YOUR INSTRUCTIONS - Render the lines between the one containing "Does the image above contain any large" and the one containing "[5, 0, 65, 41]", inclusive, as a JSON list of strings with one string per line. Leave out blank lines and include no other lines.

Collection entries
++++++++++

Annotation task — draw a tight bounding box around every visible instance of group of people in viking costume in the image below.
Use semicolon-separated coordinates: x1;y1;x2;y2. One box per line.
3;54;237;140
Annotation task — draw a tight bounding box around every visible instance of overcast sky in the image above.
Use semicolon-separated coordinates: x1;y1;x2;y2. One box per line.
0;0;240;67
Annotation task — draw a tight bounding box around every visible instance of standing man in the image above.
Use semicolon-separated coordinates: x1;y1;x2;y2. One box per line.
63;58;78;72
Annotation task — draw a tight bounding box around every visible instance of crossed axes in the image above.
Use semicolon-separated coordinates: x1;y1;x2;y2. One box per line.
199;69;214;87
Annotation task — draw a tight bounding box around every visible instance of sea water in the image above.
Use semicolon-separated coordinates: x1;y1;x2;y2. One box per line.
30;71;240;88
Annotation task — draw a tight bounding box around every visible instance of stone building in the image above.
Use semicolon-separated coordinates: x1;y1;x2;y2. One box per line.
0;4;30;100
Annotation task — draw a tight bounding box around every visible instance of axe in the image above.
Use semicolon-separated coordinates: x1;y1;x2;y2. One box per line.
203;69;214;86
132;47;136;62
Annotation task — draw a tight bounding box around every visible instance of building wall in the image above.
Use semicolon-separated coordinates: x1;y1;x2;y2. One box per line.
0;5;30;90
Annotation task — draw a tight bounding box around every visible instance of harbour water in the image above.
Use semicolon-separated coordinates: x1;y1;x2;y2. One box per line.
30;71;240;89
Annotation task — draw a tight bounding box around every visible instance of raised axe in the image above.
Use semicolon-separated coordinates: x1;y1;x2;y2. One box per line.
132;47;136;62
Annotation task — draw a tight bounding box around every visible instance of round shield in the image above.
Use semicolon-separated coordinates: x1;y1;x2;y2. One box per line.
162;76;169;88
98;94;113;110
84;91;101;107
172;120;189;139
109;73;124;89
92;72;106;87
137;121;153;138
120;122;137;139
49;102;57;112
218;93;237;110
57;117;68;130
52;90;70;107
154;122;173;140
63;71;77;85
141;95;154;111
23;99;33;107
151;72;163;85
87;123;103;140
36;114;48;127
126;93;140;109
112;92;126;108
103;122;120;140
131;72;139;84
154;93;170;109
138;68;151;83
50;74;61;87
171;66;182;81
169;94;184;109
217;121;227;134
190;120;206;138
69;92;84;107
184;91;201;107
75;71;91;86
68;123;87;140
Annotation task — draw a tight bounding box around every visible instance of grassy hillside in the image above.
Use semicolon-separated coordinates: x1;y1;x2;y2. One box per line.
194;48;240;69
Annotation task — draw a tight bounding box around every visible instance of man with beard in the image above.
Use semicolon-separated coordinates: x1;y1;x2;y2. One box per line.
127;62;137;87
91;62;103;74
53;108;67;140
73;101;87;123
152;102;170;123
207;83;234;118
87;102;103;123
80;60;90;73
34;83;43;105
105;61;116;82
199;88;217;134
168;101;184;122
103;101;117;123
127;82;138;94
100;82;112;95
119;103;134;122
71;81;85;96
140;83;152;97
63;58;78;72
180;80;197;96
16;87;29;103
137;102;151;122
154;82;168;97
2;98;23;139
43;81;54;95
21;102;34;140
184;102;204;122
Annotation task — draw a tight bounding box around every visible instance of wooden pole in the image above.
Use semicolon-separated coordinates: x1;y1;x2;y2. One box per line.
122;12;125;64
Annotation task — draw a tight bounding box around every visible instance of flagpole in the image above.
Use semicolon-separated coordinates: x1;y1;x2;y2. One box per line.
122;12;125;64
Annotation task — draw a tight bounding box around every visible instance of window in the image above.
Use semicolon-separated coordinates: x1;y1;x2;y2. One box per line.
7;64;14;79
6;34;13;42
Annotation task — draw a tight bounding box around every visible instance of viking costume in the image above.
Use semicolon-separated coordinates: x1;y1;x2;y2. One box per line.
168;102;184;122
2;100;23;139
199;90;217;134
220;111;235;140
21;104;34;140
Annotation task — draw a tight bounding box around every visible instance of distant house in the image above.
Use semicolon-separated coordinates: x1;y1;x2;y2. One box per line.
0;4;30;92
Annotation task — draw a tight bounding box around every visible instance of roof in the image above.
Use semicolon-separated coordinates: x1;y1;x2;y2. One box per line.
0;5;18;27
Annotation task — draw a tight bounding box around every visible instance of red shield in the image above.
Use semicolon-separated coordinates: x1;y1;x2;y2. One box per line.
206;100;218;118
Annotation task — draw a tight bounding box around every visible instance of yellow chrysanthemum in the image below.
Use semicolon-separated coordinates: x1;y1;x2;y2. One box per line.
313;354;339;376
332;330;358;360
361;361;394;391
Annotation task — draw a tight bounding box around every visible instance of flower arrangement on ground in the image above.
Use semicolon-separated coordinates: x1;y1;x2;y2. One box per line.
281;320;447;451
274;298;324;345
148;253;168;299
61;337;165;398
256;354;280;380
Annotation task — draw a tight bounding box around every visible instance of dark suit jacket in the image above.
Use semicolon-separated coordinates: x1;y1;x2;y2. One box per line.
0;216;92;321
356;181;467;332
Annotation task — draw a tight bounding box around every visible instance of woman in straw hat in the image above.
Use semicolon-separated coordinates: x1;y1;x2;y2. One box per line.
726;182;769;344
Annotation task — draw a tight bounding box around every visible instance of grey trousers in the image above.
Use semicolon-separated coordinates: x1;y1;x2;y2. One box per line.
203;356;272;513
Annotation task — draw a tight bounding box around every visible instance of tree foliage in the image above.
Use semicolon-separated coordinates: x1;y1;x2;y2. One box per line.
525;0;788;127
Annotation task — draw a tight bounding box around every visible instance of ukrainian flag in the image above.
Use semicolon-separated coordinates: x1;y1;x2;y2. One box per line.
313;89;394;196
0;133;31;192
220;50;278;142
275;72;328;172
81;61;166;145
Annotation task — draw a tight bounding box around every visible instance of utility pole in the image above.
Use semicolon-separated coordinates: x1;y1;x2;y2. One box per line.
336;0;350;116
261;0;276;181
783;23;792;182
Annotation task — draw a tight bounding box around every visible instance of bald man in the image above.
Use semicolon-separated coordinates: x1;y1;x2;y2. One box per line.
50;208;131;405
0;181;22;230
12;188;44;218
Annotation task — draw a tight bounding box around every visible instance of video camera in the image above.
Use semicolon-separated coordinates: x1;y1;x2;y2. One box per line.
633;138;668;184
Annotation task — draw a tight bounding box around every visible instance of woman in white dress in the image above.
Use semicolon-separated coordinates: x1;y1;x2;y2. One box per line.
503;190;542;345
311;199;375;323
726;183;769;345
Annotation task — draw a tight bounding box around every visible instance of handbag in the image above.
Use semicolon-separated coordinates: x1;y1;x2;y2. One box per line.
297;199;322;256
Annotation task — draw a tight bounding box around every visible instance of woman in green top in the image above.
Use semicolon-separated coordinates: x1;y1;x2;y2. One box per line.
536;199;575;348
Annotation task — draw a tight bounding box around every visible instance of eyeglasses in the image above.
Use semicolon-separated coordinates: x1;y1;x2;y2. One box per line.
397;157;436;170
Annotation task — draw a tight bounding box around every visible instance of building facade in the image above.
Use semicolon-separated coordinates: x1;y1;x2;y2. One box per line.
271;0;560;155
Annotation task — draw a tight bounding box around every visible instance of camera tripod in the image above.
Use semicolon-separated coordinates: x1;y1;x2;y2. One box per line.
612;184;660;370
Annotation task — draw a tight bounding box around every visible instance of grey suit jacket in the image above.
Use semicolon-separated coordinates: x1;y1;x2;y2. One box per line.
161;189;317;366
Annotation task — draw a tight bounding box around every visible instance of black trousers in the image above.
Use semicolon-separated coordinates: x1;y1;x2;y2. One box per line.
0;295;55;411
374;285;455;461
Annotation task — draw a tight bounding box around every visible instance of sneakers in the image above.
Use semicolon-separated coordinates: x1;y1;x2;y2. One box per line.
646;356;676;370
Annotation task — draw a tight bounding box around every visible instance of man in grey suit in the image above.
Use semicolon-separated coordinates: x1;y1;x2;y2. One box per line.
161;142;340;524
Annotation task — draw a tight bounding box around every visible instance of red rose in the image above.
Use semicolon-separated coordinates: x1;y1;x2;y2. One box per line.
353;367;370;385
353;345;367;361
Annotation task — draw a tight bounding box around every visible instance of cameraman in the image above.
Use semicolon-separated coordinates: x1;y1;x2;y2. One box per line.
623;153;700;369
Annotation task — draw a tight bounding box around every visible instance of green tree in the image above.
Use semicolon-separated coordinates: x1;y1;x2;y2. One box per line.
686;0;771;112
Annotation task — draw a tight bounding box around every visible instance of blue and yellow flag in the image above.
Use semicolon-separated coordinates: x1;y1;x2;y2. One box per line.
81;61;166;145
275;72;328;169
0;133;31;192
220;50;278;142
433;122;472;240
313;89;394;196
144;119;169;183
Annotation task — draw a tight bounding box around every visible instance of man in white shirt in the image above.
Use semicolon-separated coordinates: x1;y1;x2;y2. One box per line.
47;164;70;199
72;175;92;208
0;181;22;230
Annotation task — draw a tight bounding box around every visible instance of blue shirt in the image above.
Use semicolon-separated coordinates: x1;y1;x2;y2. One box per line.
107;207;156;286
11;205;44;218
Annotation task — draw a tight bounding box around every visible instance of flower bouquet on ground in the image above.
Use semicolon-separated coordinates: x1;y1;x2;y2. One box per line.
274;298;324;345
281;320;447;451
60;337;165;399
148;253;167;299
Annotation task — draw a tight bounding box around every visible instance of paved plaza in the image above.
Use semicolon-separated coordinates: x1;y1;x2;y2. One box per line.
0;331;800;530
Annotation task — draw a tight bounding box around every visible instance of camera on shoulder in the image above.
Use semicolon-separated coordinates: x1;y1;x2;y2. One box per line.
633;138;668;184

++++++++++

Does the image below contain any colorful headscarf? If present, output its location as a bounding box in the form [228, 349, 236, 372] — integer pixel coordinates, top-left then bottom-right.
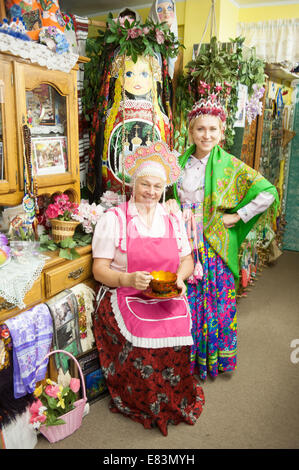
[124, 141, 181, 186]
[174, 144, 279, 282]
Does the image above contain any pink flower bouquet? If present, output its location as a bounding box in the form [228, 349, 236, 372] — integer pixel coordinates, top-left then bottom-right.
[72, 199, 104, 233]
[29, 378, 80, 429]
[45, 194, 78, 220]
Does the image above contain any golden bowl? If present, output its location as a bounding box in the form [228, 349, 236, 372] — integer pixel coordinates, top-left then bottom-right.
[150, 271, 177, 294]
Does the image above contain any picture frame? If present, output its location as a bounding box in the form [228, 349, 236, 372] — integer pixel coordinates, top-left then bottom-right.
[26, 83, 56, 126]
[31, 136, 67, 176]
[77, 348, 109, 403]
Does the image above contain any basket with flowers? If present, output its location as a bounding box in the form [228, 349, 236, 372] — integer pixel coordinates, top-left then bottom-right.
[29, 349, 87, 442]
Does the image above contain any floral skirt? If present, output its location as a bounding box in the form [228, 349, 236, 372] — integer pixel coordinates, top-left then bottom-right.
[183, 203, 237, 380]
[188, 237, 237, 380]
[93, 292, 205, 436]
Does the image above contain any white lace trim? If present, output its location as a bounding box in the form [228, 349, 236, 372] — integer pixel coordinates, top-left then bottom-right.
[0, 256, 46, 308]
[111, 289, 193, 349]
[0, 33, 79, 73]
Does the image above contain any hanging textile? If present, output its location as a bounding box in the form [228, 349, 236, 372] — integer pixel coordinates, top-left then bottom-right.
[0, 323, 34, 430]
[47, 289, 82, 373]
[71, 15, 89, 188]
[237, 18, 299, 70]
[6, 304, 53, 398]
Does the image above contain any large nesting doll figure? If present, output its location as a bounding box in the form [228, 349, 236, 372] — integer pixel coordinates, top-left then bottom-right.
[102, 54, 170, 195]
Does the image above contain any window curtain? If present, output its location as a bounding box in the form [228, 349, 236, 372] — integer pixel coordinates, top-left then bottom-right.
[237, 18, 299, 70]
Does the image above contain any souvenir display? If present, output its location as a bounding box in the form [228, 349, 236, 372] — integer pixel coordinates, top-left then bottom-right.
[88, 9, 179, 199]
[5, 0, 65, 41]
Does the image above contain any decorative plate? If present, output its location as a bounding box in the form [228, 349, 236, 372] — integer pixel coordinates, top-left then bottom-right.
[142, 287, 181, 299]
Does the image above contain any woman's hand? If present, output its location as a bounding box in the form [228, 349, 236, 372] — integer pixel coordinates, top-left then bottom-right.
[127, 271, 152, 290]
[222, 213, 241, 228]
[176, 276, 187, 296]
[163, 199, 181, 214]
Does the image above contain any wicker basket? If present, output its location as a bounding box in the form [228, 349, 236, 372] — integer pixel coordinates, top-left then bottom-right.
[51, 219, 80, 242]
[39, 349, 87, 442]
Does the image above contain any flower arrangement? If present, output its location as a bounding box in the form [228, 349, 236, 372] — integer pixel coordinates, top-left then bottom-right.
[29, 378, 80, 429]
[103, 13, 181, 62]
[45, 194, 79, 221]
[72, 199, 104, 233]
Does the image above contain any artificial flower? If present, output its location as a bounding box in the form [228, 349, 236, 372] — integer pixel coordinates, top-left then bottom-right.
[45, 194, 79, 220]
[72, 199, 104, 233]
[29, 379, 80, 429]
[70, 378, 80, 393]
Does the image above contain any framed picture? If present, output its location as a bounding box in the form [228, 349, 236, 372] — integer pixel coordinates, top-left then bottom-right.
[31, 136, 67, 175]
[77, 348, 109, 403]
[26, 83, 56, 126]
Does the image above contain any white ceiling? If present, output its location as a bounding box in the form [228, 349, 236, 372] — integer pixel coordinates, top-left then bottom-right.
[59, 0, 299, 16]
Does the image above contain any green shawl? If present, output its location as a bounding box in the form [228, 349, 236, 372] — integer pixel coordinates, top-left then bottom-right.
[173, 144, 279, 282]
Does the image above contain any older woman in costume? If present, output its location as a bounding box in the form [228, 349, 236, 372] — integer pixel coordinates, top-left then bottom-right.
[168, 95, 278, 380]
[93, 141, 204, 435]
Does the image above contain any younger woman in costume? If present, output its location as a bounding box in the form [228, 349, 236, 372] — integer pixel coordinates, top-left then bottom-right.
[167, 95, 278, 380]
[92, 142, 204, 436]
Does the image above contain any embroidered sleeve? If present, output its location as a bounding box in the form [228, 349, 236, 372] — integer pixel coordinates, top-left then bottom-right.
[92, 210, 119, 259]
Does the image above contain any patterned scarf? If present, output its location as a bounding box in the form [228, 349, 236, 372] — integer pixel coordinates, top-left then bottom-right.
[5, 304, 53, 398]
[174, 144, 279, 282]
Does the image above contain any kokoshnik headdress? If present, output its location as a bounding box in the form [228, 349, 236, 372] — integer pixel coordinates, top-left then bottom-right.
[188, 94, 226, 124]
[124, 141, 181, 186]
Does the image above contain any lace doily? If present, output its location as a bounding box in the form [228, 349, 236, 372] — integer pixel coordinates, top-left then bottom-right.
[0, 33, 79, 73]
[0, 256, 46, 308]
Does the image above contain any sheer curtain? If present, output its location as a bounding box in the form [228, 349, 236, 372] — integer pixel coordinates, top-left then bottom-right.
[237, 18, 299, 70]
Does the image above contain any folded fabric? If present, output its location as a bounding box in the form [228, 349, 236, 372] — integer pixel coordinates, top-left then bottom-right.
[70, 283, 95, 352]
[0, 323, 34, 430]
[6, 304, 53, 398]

++++++++++

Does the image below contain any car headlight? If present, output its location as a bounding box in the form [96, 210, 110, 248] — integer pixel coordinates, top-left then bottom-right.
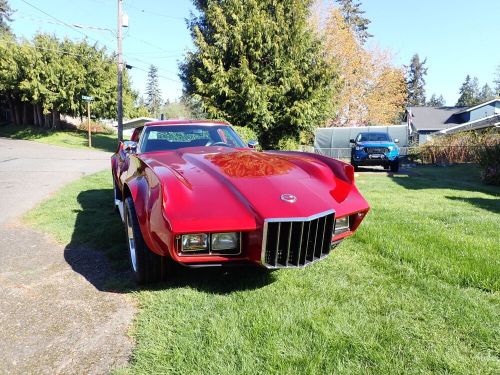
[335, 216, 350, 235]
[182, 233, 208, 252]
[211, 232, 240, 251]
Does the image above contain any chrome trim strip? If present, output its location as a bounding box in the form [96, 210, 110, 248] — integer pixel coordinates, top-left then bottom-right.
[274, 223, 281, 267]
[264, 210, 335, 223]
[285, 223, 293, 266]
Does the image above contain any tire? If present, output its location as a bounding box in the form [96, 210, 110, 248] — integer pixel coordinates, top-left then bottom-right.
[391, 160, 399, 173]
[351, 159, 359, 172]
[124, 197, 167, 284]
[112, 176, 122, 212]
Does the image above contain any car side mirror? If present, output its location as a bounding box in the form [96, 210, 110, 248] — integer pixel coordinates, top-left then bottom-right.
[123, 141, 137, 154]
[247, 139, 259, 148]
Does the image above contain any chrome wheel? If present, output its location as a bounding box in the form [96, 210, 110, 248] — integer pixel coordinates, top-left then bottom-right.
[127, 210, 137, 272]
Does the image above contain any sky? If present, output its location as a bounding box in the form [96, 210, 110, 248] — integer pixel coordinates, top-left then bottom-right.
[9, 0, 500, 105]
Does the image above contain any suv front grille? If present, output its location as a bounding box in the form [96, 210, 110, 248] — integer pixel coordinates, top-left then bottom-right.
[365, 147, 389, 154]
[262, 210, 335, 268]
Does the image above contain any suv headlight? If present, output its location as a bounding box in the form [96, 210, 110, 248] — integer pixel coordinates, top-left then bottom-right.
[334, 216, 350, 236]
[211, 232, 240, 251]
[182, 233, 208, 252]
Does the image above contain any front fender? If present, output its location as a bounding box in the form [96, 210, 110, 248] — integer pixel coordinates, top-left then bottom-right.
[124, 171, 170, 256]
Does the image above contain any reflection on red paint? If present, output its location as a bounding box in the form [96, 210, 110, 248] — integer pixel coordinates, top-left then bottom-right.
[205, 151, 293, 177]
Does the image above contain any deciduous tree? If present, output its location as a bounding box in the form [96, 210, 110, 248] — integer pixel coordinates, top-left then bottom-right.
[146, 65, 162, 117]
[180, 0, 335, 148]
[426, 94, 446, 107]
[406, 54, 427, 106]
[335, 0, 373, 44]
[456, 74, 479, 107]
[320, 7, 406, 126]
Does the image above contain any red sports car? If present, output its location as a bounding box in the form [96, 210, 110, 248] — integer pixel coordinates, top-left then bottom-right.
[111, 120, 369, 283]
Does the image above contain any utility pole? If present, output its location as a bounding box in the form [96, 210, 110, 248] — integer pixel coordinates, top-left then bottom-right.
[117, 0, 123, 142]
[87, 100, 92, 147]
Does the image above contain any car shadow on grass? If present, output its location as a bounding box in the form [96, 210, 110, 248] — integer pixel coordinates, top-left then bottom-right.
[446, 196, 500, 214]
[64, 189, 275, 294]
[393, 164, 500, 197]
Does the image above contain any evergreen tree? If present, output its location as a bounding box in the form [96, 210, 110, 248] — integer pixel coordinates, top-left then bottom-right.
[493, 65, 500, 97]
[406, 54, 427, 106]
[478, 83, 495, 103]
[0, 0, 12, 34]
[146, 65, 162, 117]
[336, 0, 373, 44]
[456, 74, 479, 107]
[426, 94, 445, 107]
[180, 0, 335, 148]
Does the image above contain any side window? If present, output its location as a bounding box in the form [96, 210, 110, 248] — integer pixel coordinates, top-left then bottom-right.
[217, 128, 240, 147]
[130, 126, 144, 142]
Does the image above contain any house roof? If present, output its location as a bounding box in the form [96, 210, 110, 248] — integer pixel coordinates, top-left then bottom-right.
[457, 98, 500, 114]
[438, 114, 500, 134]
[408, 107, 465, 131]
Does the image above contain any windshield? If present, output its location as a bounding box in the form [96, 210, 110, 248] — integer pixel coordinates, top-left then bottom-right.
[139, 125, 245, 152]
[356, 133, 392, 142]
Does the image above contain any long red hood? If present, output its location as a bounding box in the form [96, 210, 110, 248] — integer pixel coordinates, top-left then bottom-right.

++++++++++

SOLUTION TO THIS PROBLEM -
[
  "Does the image above contain any large nesting doll figure? If present, output its location as a bounding box in the form [228, 349, 236, 372] — integer pixel coordinates, top-left then bottom-right.",
  "[102, 54, 170, 195]",
  "Does the image above contain any window curtain? If present, output its location as a bounding box in the form [228, 349, 236, 372] — integer pixel coordinates, top-left then bottom-right.",
  "[237, 18, 299, 70]",
  "Does the image above contain any souvenir display? If present, output its location as a bounding box in the form [228, 349, 236, 372] — integer pixel coordinates, top-left then bottom-right.",
  "[88, 9, 179, 199]",
  "[5, 0, 65, 41]"
]